---------- Exercise input

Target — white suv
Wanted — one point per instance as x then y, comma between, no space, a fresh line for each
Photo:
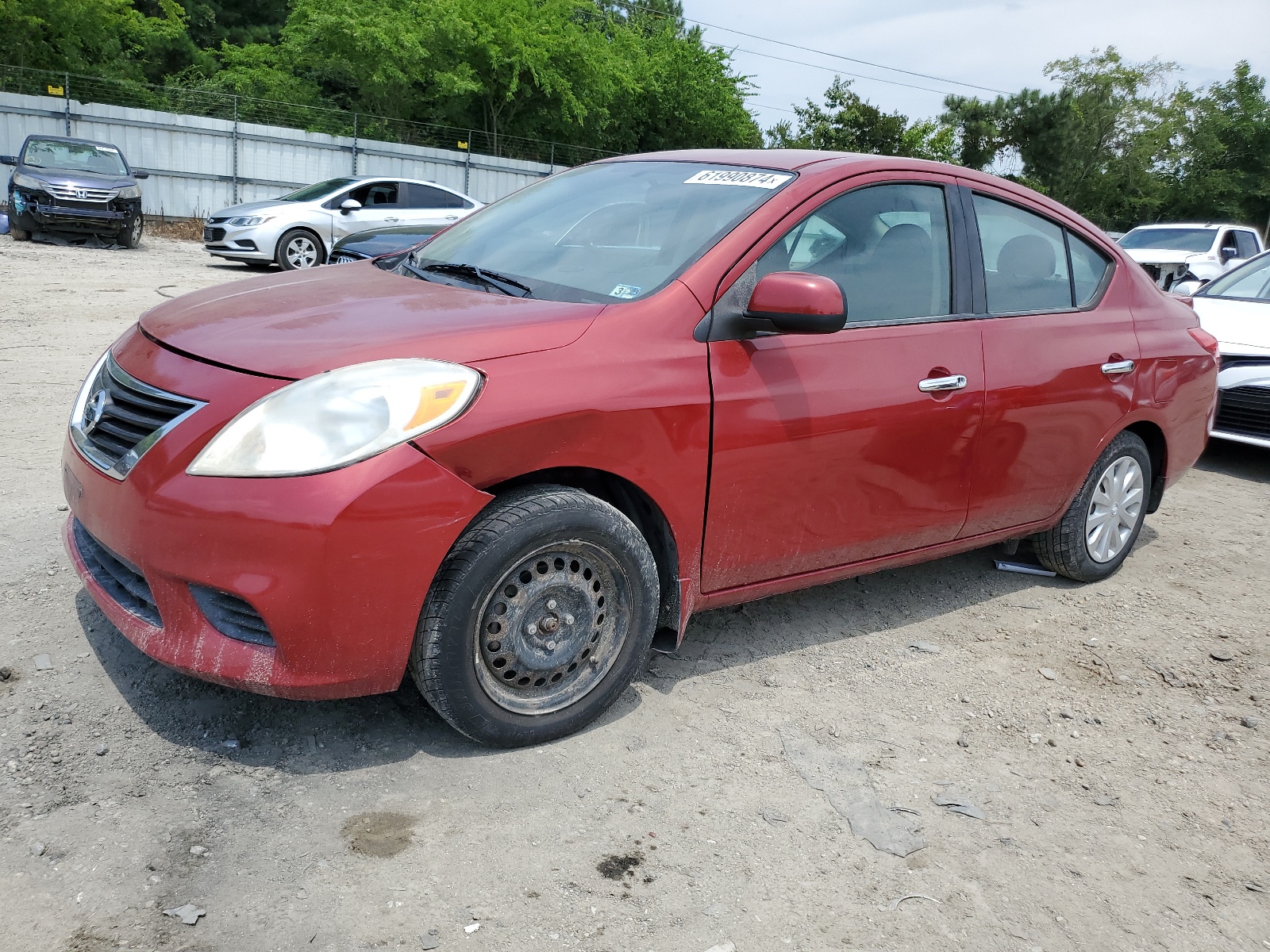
298,228
1176,253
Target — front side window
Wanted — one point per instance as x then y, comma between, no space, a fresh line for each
606,232
74,156
1251,282
1170,239
887,247
1024,259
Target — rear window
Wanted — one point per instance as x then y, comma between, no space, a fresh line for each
1170,239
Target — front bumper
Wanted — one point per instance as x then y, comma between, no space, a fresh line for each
337,564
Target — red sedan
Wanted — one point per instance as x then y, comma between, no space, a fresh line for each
518,456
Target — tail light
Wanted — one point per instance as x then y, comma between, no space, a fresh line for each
1204,340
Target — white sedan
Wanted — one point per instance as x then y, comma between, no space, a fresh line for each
1236,310
298,228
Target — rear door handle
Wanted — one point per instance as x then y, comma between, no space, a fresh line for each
933,385
1118,367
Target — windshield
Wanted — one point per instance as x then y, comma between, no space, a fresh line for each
1250,282
321,190
1170,239
607,232
74,156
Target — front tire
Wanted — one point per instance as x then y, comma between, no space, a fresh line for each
130,236
1099,530
537,620
300,249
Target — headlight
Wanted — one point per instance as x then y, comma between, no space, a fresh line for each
338,418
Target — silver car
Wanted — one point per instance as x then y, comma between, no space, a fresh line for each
298,230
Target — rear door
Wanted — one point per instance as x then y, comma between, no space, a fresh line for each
1060,362
429,206
835,448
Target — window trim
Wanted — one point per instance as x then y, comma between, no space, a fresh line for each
718,328
977,259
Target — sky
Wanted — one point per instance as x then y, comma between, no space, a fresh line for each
1003,46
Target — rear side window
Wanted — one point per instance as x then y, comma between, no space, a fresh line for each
429,197
1089,268
887,247
1248,244
1024,259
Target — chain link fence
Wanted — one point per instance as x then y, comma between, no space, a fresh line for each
267,112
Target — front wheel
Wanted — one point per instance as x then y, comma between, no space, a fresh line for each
131,234
539,619
1100,527
300,249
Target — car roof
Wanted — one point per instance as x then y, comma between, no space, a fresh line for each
70,139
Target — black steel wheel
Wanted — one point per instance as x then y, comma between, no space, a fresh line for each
537,620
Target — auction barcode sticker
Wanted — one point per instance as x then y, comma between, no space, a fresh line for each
737,177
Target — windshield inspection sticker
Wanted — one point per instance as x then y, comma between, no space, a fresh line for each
737,177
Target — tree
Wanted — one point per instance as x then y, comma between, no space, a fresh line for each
848,124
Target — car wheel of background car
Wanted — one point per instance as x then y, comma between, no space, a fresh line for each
1100,527
131,234
298,249
537,620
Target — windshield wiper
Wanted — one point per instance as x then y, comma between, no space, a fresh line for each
508,286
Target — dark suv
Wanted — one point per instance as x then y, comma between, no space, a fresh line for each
74,184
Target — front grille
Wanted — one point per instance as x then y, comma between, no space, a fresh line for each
122,581
118,418
1244,412
232,616
71,194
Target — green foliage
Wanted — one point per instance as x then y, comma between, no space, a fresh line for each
848,124
1123,146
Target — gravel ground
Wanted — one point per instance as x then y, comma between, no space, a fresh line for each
1123,801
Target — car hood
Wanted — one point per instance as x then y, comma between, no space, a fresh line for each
1161,255
73,178
1244,325
305,323
256,209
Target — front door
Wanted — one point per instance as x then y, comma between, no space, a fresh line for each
838,448
1060,359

--------------------

→ What the exercise asks
Copy out all of the entries above line for line, and leave the pictures out of your copy.

→ Response for this exercise
Target — white suv
Wanted — one point per instance as x then y, comma between, no space, a fresh line for each
Photo:
298,228
1176,253
Target — front side window
Wanted — one point per instance as x then y, comma between, no space, a fresh line for each
606,232
74,156
1251,282
1170,239
887,247
1024,259
Target — rear window
Wanted — one point per instance as x then y, comma between, no space, a fresh line for each
1170,239
Target — front bumper
Wanted — one point per instance as x then y, comma between, no space, a fresh line for each
337,564
Target — red sedan
Wanted — one point per instance as x then y, comma between, no space, a fresh line for each
518,456
Target — tail light
Wanted — one point per instance as x then y, comma between, no space, a fresh line for each
1204,340
Target — white sedan
Wanted — one point per instance as x then y, comma between, no space, a fresh line for each
1236,310
298,228
Target — rear door handle
Wanted — one point per instance as x then y, comma between, no space, a fresh line for each
933,385
1118,367
Target — windshield
Wanted — one point per instance as x then y, comma between, no space, a fresh line for each
1250,282
321,190
1170,239
607,232
74,156
Target — front tire
Wanted — one point per instance as x then y, comma between, no space, a fresh line for each
130,236
1099,530
537,620
300,249
Target — headlight
Wanted — one point per instance as x then y, comma between, no space, a fresh line for each
338,418
Target — silver car
Wanted — one point per instance as x then y, comma between, no space, a fresh line for each
298,230
Target — rear door
Wanted — one point per instance as x then y, comma between, no space, a fresh line for each
1060,362
429,206
835,448
Target — window trim
Wanted — one point per instance as x then y, comma between, no space, a fresh line for each
718,328
977,259
Target — sky
Wanted — one point per instance as x then y, comma between, no space, a fresh line for each
1003,46
Target — rear side window
Wanted — one point per instance as x then y, comma between, no space, a fresh line for each
429,197
1089,268
887,247
1248,244
1024,259
Target — chain link fence
Wanted — one point per instance as x then y, comma between, no space, a fresh line for each
267,112
Target — front wheel
Wanted — one point per instance as x then y, comma between, no space, a fresh line for each
131,234
539,619
1100,527
300,249
Target — car roof
Wanted — one point per instance as x then y, comma between, no space, a fresh line for each
70,139
Target — black steel wheel
Wanted — one point per instance as x then y, comma between, no space, a fresh line for each
537,620
Target — auction barcode sticker
Wanted — one point per instance as x then y, comma between, no space, a fresh line for each
737,177
Target — windshield inspection sticker
Wanted — one point per instance as x then y, comma between, no space, a fresh line for each
737,177
Target — tree
Wanted — one point per instance as x then y, comma between, no space, a fresh line for each
848,124
Target — car wheel of background car
Wanted — one point per instance as x then y, comma between, no space, a fresh line for each
1100,527
131,234
298,249
537,620
Target — windshield wiper
Wanted — one point per instance as x then y, comma between, no space, a fresh line for each
508,286
Target — dark suv
Wanted — one point per instance as x then y, comma between, no space, a fresh line for each
74,184
Target — front grille
Wanted — one point per instance as x then y, comma between, no space, a fresh line for each
122,581
118,418
1244,412
232,616
71,194
Target — green foliage
Wanted — one point per instance as x then y, comma between, no space, a fresh line for each
848,124
1123,146
Target — gravel ground
Wanted — one point per instance as x then y, comma between, no space, a fresh line for each
1123,801
Target — car hood
Wanted — one point per instance as x then y, comma between, no space, a fresh line for each
1161,255
73,178
1244,325
305,323
256,209
Target — front door
Wanted — one point per instance as x then y, comma between, no space, a fresh line for each
838,448
1060,359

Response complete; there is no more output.